[Data items]
*****
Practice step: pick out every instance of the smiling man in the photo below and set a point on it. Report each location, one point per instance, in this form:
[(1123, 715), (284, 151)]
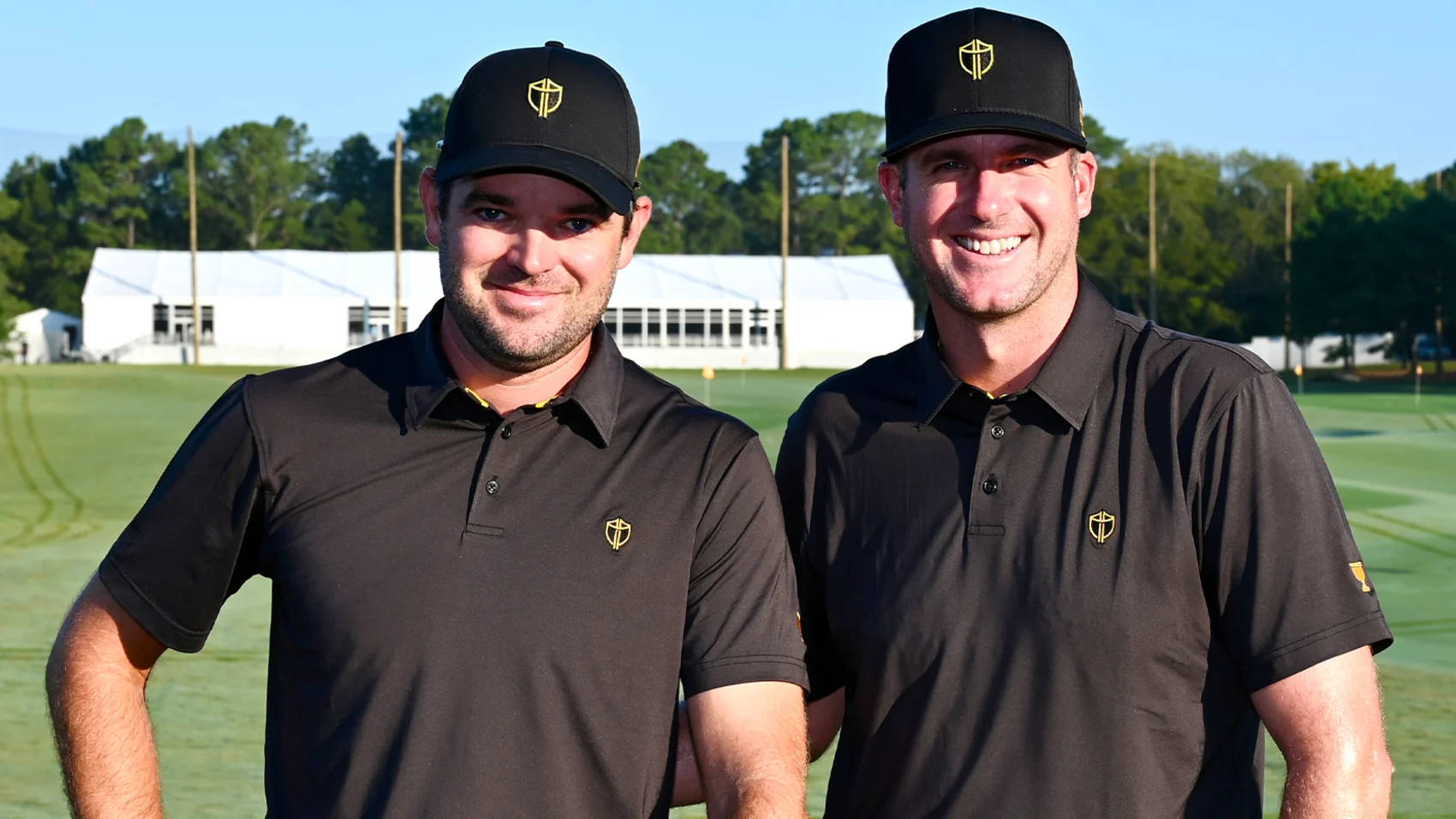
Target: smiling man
[(1056, 560), (495, 546)]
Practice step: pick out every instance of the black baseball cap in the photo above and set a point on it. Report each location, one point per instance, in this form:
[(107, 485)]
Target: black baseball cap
[(545, 110), (982, 70)]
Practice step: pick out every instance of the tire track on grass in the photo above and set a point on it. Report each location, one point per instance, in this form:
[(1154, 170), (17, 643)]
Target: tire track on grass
[(1412, 542), (1408, 525), (77, 503), (21, 469)]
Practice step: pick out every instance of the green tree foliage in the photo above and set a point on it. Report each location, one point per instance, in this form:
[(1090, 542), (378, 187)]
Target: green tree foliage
[(56, 261), (252, 185), (12, 254), (1372, 253), (111, 184), (354, 210), (1343, 272), (424, 126), (690, 203)]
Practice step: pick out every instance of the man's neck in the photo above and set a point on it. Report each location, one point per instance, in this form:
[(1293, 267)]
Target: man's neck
[(1005, 355), (504, 390)]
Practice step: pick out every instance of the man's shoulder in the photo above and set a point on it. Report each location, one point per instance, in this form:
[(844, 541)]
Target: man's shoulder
[(659, 407), (881, 388), (1183, 362), (374, 369)]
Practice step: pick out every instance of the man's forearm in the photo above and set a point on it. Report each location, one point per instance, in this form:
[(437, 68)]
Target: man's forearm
[(1327, 790), (688, 783), (99, 716), (772, 790)]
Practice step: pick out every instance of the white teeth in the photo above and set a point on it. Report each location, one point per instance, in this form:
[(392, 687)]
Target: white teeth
[(989, 247)]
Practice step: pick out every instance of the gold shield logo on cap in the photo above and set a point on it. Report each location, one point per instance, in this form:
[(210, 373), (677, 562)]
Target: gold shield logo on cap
*****
Tell how many lines in the entries above include the word "shield", and respond with the number alone.

• **Task result**
2